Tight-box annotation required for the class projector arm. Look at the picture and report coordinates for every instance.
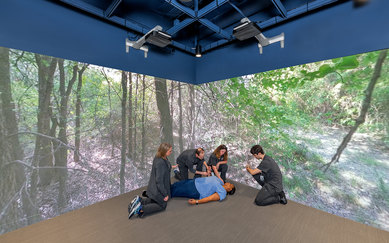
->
[126,25,162,58]
[255,33,285,54]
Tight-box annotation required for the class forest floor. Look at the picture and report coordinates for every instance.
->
[34,127,389,234]
[287,127,389,231]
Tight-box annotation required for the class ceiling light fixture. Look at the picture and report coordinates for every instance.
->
[126,25,172,58]
[196,45,201,57]
[233,18,285,54]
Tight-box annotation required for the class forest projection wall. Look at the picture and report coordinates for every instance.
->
[0,47,389,233]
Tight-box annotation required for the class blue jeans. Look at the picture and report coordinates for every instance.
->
[170,179,200,199]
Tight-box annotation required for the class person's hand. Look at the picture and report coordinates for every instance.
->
[188,199,196,205]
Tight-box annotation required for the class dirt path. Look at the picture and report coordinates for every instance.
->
[293,128,389,231]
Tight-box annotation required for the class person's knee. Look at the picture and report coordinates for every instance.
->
[220,165,228,172]
[254,198,264,206]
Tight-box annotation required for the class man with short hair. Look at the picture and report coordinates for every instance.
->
[170,176,235,205]
[246,145,288,206]
[175,148,210,180]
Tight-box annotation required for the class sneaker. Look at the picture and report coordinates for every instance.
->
[142,191,149,197]
[278,191,288,205]
[128,196,142,213]
[128,202,143,219]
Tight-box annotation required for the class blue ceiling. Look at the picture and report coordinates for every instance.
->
[0,0,389,84]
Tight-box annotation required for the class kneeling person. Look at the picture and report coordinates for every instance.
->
[246,145,287,206]
[175,148,209,180]
[171,176,235,205]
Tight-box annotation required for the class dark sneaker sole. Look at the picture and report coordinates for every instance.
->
[128,202,141,219]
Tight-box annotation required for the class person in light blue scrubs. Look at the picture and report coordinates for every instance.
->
[170,176,236,205]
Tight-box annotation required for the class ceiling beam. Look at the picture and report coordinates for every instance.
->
[60,0,195,54]
[202,0,341,52]
[197,0,228,18]
[165,0,196,18]
[271,0,288,18]
[166,18,196,35]
[199,19,234,40]
[104,0,122,18]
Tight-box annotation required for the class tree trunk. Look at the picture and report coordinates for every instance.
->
[27,54,57,224]
[0,47,23,234]
[188,84,196,148]
[120,71,127,194]
[33,54,57,185]
[74,65,88,162]
[154,78,175,161]
[128,73,134,159]
[55,59,78,212]
[0,47,24,160]
[322,50,388,172]
[178,82,184,154]
[133,74,139,165]
[141,75,146,167]
[106,76,115,157]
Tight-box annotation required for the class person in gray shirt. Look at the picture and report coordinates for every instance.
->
[128,143,173,218]
[246,145,287,206]
[174,148,210,181]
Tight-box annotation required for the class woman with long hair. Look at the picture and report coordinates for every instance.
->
◆ ◆ ◆ ◆ ◆ ◆ ◆
#### [Given task]
Could you rewrite everything from the start of the data down to the line containing "[287,127,389,231]", both ends included, keeping every line but multiplying each bounding-box coordinate by 0.85 and rounding to whole numbers, with halves rounded up? Leave the pictures out.

#### [Complete output]
Tight-box annotation required for the class projector arm. Look at the picture and report coordinates for every instance.
->
[107,21,138,49]
[217,28,242,46]
Tight-box annotation required for the class forest floor. Look at the picture and report coordinates for every instance.
->
[29,108,331,199]
[244,108,331,196]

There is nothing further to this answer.